KUTIPAN TEKS -

%%

Adapun untuk menambah pengetahuan (pembelajaran intelektual) memang sekolah
tidak ada duanya.
Kalau
logika ini kita kaitkan dengan masalah yang mengancam kemampuan sosial remaja
di atas, maka beberapa poin penting yang perlu kita sadari adalah:
§ Semakin
berlebihan dia berinteraksi dengan kaca dan maya, akan semakin berkurang
kesempatannya untuk belajar bertatakrama, tatasusila dan beretika. Dunia maya hanya
mengajarkan apa yang ditulis. Soal tatakrama, tentu sangat minim. Seorang
mahasiswa yang kebetulan asyik sms-an lalu menabrak dosennya, mungkin hanya
akan bilang sori, dengan muka yang biasa-biasa. Padahal, secara tatakramanya mestinya
tidak begitu.
§ Semakin
berlebihan dia berinteraksi dengan kaca dan maya, akan semakin sedikit
kesempatannya membaca suara batin orang lain. Kemampuan membaca suara yang
tidak terdengar dalam komunikasi hanya bisa digali dari interaksi langsung.
Menurut Peter Drucker dan juga praktek hidup yang kita alami, kemampuan membaca
menjadi kunci dan tertinggi kualitasnya.
§ Semakin
berlebihan dia berinteraksi dengan kaca dan maya, akan semakin kecil
kesempatannya untuk merasakan dan menangkap apa yang terjadi nyata di
sekelilingnya, seperti pada kasus ilustrasi
keluarga Pak Djodi di atas. Atau juga bisa menjadikan FB sebagai
pelampiasan mengatasi rasa malu dengan cara melarikan diri dari realitas, bukan
work on reality.
§
Semakin
berlebihan dia berinteraksi dengan kaca dan maya, akan semakin kecil kesempatannya
untuk menggunakan pikirannya bagaimana berkreasi secara kreatif menghadapi
konflik dalam praktek hubungan. Di dunia maya, begitu kita tidak cocok dengan
seseorang, tulis aja atau delete aja. Tapi, dalam praktek hidup, itu
tidak bisa.
Kalau
dilihat dari konsep pendidikannya, dunia maya dan layar kaca pun dibutuhkan
dalam mendewasakan manusia. Tetapi, jangan sampai itu menggantikan interaksi
langsung, kecuali untuk ruang dan jarak yang tak bisa ditembus. Kenapa?

%%

LATIHAN TERTULIS 1 - Tentukan apakah setiap pernyataan berikut sesuai dengan kutipan teks, lalu jawab ya atau tidak disertai kata-kata penentu dari teks yang dikutip persis. (a) Dunia maya tidak dibutuhkan sama sekali dalam mendewasakan manusia. (b) Kemampuan membaca suara yang tidak terdengar dalam komunikasi hanya bisa digali dari interaksi langsung. (c) Untuk menambah pengetahuan, sekolah tidak ada duanya.

(Butir dari sebuah dataset)

%%

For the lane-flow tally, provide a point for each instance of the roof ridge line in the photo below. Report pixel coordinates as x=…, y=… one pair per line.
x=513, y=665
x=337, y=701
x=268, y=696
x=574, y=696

%%

LATIHAN TERTULIS 2 - Ubah semua baris data di atas dengan mengganti "pixel coordinates" menjadi "image coordinates", dan biarkan bagian lainnya tetap sama.

HASIL LATIHAN 1 -
(a) Tidak: "dunia maya dan layar kaca pun dibutuhkan dalam mendewasakan manusia"
(b) Ya: "Kemampuan membaca suara yang tidak terdengar dalam komunikasi hanya bisa digali dari interaksi langsung."
(c) Ya: "Adapun untuk menambah pengetahuan (pembelajaran intelektual) memang sekolah tidak ada duanya."

HASIL LATIHAN 2 -
For the lane-flow tally, provide a point for each instance of the roof ridge line in the photo below. Report image coordinates as x=…, y=… one pair per line.
x=513, y=665
x=337, y=701
x=268, y=696
x=574, y=696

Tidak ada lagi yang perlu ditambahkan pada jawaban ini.